# START OF PASSAGE TO READ
To see what an untenable center looks like, you just need to drop in on any online discussion of Gaza. Take just about any article on Gaza (say, this one) and look at the comments. Commenters who express compassion for the victims on both sides are either ignored or quickly shouted down. People who favor one side but try to understand the other are easily driven to extreme positions they never intended to sign their names to. You just have to project the opposite extreme onto them and watch them wriggle: Are they saying that Jews should just surrender and wait for another Holocaust? Are they saying that Palestinian civilians don't count, and that Israel can kill any number of them if one or two Jews have died? And what about the Munich Olympics or the Sabra and Shatila massacre or any of a hundred unforgivable acts by either side in the last sixty (or six hundred) years?

In the current climate you need a Gandhi-like inner harmony to express a genuine desire for a just peace and hold that position in an open discussion. You're balancing a pencil on its tip. Extreme positions, on the other hand, are easy to maintain. My side just wants to live in peace, but the other side wants to annihilate us, imprison us, or drive us from our homes. Every nasty thing we have done was forced on us by other side. We had no choice.

Eboo Patel, an American Muslim whose family is from India, has a good article at On Faith. Patel is the founder of the Interfaith Youth Core, an organization devoted to fostering discussions among young people of all religions. (His book Acts of Faith is a very good spiritual-journey memoir. I discussed him on a different blog last summer.) His article describes two sets of rules: (1) the "Status Quo Rules" for discussing the Israel/Palestine conflict; and (2) the "Solution Rules".

The Status Quo Rules would have you frame the current situation, whatever it is, within your side's narrative (the one where you want peace, but the other side forces conflict on you). You'd be happy to have a person from the other side come and validate your narrative -- you'd showcase an anti-invasion Jew at your pro-Palestinian rally or an anti-Hamas Palestinian at your pro-Israel rally -- but you aren't interested in talking to anybody on the other side who doesn't already agree with you.

The Solution Rules start here: "Rule 1. Make your first phone calls to the people who disagree with you on the current situation, but who agree with you on the basic outlines of a long-term solution - two states, with security and dignity for all."

What Patel is talking about is rebuilding the center. And I think his tactic is exactly right: The polarizing pattern involves burying the center in details and specifics: this horrible event, that horrible event -- what is the right response to that? do nothing? If you frame the current problem narrowly enough (and write off any larger solution as pie-in-the-sky), violence will solve it. Take that Saul Singer article I mentioned above. To him, the problem is the rockets hitting Israel. Those rockets are smuggled into Gaza. Hamas fires them. Iran pays for them. Violence can solve all that: Israeli soldiers can seize the rockets and destroy the smuggler's tunnels. They can kill the leaders and soldiers of Hamas. And if the United States will add its weight to the scale, the government of Iran can be overthrown. End of problem.

Except of course that there's a larger problem than rockets. Large numbers of Palestinians would rather die and kill than accept the future that Israel is willing to offer them. As long as that is true, someone will lead them and someone will arm them. Annihilating the leadership of Hamas or overthrowing the mullahs in Tehran does nothing to solve that problem, and in fact makes it worse. The number of Palestinians willing to die or kill has undoubtedly gone up in these last few weeks.
# END OF PASSAGE TO READ
▶ [THINGS TO DO]:
(A) List each step that the essay on discussions of Gaza says violence can take to solve the problem as it is framed in the Saul Singer article.
(B) Extract the records from their very first line through the line that contains "x=861 y=387", reproducing every line in full, and omit the pictures from your answer.
# START OF DATA SHOWN
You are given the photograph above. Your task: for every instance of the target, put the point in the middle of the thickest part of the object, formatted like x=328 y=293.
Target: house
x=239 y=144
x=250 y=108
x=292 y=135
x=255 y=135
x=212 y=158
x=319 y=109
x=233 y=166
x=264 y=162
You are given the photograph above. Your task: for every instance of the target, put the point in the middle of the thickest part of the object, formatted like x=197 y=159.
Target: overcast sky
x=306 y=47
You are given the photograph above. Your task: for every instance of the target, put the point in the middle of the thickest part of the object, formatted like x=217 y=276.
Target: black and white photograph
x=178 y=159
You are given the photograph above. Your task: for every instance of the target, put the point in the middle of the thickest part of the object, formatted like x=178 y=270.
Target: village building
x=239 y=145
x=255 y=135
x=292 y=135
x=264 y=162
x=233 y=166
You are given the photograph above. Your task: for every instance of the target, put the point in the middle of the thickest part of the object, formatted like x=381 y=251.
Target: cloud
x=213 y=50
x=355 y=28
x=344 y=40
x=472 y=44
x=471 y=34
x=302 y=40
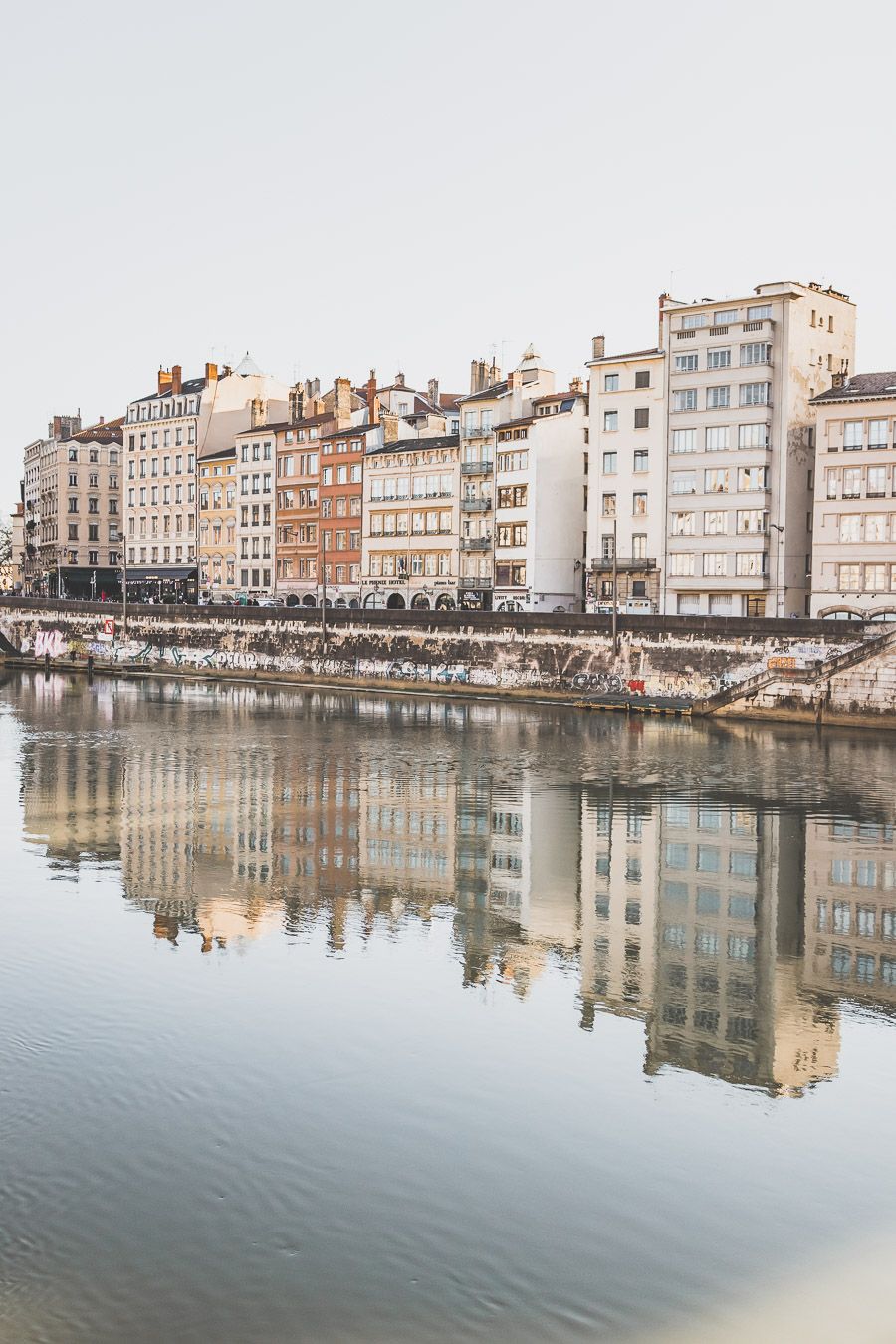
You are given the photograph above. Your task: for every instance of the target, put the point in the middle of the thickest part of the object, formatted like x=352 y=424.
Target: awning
x=161 y=572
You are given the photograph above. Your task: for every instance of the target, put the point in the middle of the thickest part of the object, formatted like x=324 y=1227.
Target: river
x=353 y=1017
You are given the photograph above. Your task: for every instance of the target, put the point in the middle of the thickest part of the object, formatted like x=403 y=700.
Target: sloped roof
x=861 y=386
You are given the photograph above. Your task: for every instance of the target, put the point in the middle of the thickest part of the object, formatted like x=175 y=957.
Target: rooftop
x=416 y=445
x=861 y=387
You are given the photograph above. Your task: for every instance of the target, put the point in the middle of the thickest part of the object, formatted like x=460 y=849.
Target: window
x=684 y=441
x=715 y=563
x=753 y=436
x=876 y=483
x=751 y=563
x=751 y=521
x=755 y=394
x=684 y=483
x=681 y=564
x=877 y=433
x=758 y=352
x=753 y=477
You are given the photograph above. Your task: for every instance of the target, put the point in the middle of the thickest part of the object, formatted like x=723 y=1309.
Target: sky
x=404 y=185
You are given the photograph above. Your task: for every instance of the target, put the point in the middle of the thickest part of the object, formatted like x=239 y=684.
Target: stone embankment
x=807 y=671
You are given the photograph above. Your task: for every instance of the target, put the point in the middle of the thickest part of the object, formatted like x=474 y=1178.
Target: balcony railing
x=603 y=564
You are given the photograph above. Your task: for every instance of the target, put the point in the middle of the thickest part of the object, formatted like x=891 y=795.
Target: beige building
x=218 y=525
x=166 y=433
x=854 y=511
x=742 y=375
x=626 y=479
x=80 y=503
x=410 y=542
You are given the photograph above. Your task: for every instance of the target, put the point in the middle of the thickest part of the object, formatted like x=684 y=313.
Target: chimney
x=372 y=399
x=389 y=427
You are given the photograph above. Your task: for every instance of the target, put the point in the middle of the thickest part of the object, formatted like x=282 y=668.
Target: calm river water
x=365 y=1018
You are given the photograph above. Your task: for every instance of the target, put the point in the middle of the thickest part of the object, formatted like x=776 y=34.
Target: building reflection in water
x=729 y=925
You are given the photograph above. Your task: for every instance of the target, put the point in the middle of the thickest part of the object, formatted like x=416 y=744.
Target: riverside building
x=742 y=375
x=165 y=436
x=626 y=477
x=854 y=508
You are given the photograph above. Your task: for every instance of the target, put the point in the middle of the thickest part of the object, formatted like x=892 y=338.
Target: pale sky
x=342 y=187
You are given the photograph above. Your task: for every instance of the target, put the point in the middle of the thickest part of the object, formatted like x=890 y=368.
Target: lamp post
x=780 y=590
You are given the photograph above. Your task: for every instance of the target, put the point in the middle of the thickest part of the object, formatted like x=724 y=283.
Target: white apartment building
x=526 y=445
x=854 y=511
x=541 y=506
x=410 y=541
x=626 y=479
x=742 y=373
x=165 y=434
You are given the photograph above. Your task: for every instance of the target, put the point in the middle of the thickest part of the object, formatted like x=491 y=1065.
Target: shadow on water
x=724 y=893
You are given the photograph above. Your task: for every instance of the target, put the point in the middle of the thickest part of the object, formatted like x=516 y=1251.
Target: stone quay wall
x=683 y=659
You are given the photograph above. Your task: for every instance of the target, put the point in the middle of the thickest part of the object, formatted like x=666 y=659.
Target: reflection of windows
x=842 y=917
x=676 y=856
x=841 y=963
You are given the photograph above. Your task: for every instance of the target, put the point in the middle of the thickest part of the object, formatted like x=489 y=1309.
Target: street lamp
x=780 y=530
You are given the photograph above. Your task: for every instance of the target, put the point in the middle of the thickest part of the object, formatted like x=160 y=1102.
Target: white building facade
x=739 y=433
x=854 y=508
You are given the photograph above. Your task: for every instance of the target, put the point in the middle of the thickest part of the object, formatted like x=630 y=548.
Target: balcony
x=603 y=564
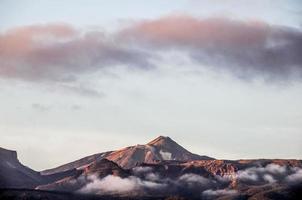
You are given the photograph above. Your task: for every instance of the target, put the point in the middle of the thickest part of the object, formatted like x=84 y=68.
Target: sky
x=223 y=78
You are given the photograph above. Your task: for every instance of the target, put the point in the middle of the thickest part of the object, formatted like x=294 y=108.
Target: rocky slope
x=14 y=174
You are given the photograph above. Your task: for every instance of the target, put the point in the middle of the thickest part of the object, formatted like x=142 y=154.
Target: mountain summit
x=159 y=149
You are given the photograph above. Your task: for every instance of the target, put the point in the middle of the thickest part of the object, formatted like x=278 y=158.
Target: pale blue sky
x=211 y=112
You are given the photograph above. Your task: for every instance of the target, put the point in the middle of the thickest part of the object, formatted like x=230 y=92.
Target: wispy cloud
x=61 y=53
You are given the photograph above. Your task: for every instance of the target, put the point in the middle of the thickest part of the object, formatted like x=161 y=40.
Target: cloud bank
x=244 y=48
x=190 y=184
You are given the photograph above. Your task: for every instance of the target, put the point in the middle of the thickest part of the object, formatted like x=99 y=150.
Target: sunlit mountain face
x=161 y=169
x=87 y=87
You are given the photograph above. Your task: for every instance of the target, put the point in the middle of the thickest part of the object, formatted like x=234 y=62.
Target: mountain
x=161 y=148
x=160 y=169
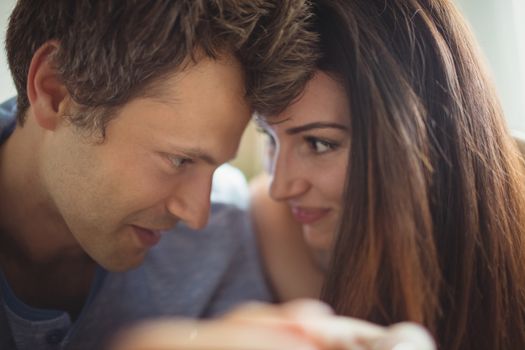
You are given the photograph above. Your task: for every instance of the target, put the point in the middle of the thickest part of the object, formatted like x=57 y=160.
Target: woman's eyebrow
x=316 y=125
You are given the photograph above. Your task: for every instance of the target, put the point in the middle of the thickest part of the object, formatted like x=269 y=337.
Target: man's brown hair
x=112 y=51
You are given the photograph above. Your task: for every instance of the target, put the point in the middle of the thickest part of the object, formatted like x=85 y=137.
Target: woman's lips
x=148 y=238
x=309 y=215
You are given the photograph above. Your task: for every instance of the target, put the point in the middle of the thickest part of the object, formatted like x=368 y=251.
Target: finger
x=342 y=332
x=404 y=336
x=211 y=335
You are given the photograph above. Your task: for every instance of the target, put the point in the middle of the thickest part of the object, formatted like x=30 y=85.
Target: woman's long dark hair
x=434 y=215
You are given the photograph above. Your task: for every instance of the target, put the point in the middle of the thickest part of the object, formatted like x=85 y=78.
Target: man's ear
x=47 y=94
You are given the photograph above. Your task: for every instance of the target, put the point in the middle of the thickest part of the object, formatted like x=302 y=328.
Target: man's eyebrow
x=197 y=153
x=316 y=125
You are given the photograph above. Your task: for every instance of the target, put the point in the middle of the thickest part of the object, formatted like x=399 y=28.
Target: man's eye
x=320 y=146
x=178 y=161
x=270 y=141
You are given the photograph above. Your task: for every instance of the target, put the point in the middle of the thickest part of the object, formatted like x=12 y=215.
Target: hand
x=301 y=325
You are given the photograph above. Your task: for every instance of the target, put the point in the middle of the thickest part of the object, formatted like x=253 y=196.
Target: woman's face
x=308 y=154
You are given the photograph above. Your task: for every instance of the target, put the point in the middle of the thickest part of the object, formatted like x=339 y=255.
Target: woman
x=397 y=191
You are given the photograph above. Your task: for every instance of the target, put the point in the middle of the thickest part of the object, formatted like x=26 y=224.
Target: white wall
x=499 y=26
x=7 y=88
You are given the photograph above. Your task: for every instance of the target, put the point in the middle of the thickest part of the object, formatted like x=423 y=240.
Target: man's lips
x=308 y=215
x=146 y=236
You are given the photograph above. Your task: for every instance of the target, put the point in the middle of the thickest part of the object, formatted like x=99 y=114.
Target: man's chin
x=125 y=264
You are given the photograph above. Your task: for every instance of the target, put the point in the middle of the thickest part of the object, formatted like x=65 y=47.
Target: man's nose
x=190 y=201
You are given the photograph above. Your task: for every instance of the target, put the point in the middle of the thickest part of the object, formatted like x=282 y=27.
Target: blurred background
x=499 y=26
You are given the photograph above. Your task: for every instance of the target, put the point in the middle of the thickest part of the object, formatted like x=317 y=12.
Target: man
x=124 y=111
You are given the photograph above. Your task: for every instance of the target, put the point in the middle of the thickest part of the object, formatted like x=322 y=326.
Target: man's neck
x=39 y=257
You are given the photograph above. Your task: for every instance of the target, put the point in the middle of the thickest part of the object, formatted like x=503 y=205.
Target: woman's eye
x=178 y=161
x=320 y=146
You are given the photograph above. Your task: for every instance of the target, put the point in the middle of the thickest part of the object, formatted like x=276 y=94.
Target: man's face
x=154 y=167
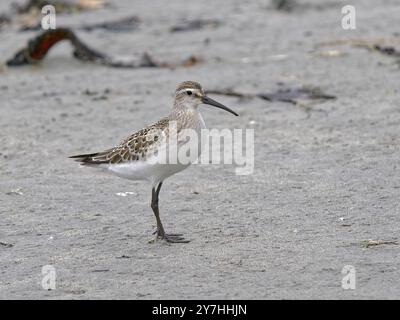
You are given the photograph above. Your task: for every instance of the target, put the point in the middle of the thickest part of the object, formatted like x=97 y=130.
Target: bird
x=138 y=157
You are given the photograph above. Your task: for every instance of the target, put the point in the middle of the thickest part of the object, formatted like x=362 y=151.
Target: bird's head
x=190 y=94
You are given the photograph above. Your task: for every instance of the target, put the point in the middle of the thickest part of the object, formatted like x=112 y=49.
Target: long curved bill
x=211 y=102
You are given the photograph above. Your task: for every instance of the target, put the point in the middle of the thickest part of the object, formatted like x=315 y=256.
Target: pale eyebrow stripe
x=184 y=90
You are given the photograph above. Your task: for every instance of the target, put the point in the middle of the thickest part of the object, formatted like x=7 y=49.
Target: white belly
x=155 y=169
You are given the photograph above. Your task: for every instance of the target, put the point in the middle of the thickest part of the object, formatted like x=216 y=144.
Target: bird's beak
x=211 y=102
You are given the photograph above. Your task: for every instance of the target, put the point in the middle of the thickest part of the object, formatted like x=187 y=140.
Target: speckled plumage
x=138 y=156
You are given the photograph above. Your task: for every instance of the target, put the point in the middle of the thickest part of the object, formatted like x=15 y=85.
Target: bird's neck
x=186 y=116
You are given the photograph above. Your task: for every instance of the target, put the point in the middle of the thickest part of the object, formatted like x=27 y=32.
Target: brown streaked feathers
x=133 y=148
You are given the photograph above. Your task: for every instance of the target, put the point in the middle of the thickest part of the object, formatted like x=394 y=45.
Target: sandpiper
x=136 y=157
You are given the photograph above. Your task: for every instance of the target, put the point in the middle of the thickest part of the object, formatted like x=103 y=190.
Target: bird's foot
x=170 y=238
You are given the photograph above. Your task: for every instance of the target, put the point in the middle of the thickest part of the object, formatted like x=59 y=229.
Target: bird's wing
x=133 y=148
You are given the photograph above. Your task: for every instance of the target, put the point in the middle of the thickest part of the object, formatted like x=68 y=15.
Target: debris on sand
x=5 y=244
x=292 y=5
x=289 y=95
x=372 y=243
x=120 y=25
x=38 y=47
x=387 y=50
x=283 y=5
x=4 y=20
x=28 y=15
x=61 y=6
x=196 y=25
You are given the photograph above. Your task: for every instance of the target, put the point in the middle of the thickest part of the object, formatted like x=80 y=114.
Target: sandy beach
x=325 y=188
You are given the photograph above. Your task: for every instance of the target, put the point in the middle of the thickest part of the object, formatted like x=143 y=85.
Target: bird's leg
x=160 y=229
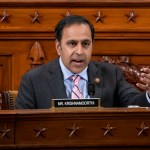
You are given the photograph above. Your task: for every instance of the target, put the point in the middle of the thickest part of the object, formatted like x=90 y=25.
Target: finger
x=146 y=70
x=143 y=86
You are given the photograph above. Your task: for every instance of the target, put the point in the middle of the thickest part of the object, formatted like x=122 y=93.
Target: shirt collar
x=68 y=73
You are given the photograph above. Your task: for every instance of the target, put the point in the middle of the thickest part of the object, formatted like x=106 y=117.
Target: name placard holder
x=62 y=103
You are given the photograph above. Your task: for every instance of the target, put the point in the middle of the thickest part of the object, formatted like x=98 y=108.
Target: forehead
x=77 y=31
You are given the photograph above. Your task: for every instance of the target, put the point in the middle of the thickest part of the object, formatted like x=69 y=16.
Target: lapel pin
x=97 y=80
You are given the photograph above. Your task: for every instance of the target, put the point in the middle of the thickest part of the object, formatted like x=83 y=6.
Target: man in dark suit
x=74 y=44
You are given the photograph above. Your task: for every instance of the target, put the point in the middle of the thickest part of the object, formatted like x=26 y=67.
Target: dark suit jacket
x=39 y=86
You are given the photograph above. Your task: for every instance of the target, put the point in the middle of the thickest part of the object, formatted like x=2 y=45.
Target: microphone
x=91 y=89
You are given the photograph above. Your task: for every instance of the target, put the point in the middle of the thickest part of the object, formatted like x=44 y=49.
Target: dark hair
x=70 y=20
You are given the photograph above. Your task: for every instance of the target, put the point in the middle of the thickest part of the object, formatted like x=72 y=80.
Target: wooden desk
x=75 y=129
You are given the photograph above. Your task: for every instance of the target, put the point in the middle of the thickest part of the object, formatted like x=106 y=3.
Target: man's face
x=75 y=47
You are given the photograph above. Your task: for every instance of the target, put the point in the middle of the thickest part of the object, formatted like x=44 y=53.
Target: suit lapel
x=55 y=80
x=95 y=77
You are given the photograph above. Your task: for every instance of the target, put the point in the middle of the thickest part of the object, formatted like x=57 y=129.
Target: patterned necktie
x=76 y=93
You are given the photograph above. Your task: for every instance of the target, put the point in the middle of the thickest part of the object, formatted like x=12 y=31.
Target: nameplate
x=92 y=102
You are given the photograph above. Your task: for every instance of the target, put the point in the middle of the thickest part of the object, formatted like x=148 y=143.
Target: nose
x=80 y=50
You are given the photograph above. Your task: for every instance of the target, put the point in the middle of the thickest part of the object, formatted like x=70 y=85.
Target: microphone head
x=91 y=89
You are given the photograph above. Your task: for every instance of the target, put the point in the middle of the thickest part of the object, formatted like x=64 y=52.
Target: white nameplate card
x=92 y=102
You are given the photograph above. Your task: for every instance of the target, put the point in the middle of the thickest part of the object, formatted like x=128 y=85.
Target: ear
x=58 y=47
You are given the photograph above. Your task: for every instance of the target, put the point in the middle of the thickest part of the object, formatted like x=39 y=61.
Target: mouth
x=77 y=62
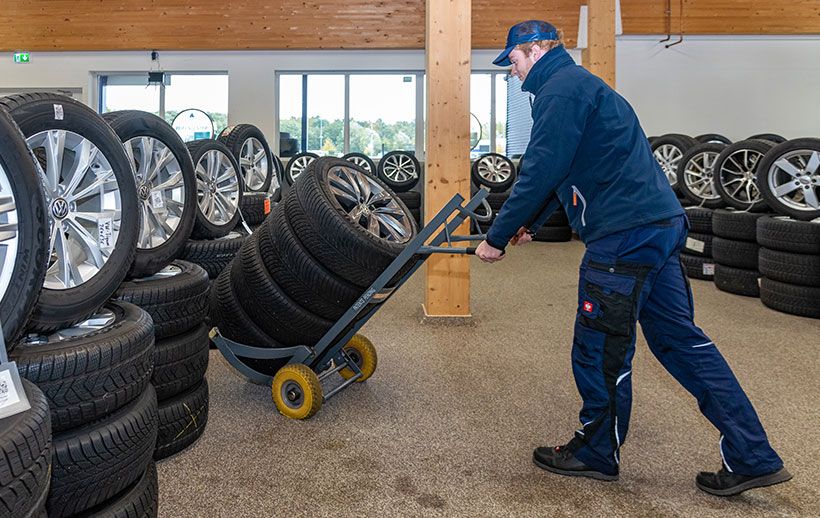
# END OF DATA SHOWN
▶ [LIST OF SOLUTIONS]:
(A)
- Israeli soldiers can seize the rockets.
- They can destroy the smuggler's tunnels.
- They can kill the leaders and soldiers of Hamas.
- With the United States adding its weight to the scale, the government of Iran can be overthrown.

(B)
You are given the photograph above. Your task: for every instance of the target, put the point in the middle of the thickest part of the object, formatted like x=328 y=293.
Target: house
x=239 y=144
x=250 y=108
x=292 y=135
x=255 y=135
x=212 y=158
x=319 y=109
x=233 y=166
x=264 y=162
You are given the photograph above. Your task: for every instance of the target, put the point in the middle of the thickest part of the object, formatted like x=197 y=159.
Target: overcast sky
x=306 y=47
You are given the photograph above. Your task: for every instance of the target, put the point in the middle of the thickest part of the object, formatted like x=217 y=276.
Target: black and white photograph
x=178 y=159
You are given the photograph above. Your task: for every instance of the target, put the point in the middle of the thickest part of the object, formatted like x=178 y=270.
Target: village building
x=239 y=145
x=255 y=135
x=292 y=135
x=264 y=162
x=233 y=166
You are given the photograph above. Your task: for every instance of the target, put the point in the middle of the thickest part of the object, formatted like x=381 y=251.
Target: cloud
x=213 y=50
x=355 y=28
x=344 y=40
x=472 y=44
x=471 y=34
x=302 y=40
You are given the photograph above. Your task: for every instance of the target, put the point in the middle of the thickest part of the object, formatted like x=352 y=424.
Target: awning
x=161 y=572
You are given the photograph above. Your task: for every instance of the target, put the point in the middle of the thickest part of the object, formatted like x=324 y=1227.
Target: river
x=353 y=1017
You are given the photograph above. Your task: for every instance of the target, put the point in the middle of the thickest part of the object, formatted like x=403 y=700.
Target: sloped roof
x=861 y=386
You are given the photograph above. Your task: for every instance of the target, put the point in the middle of the thickest part of the object, formatted like x=175 y=957.
Target: rooftop
x=416 y=445
x=861 y=387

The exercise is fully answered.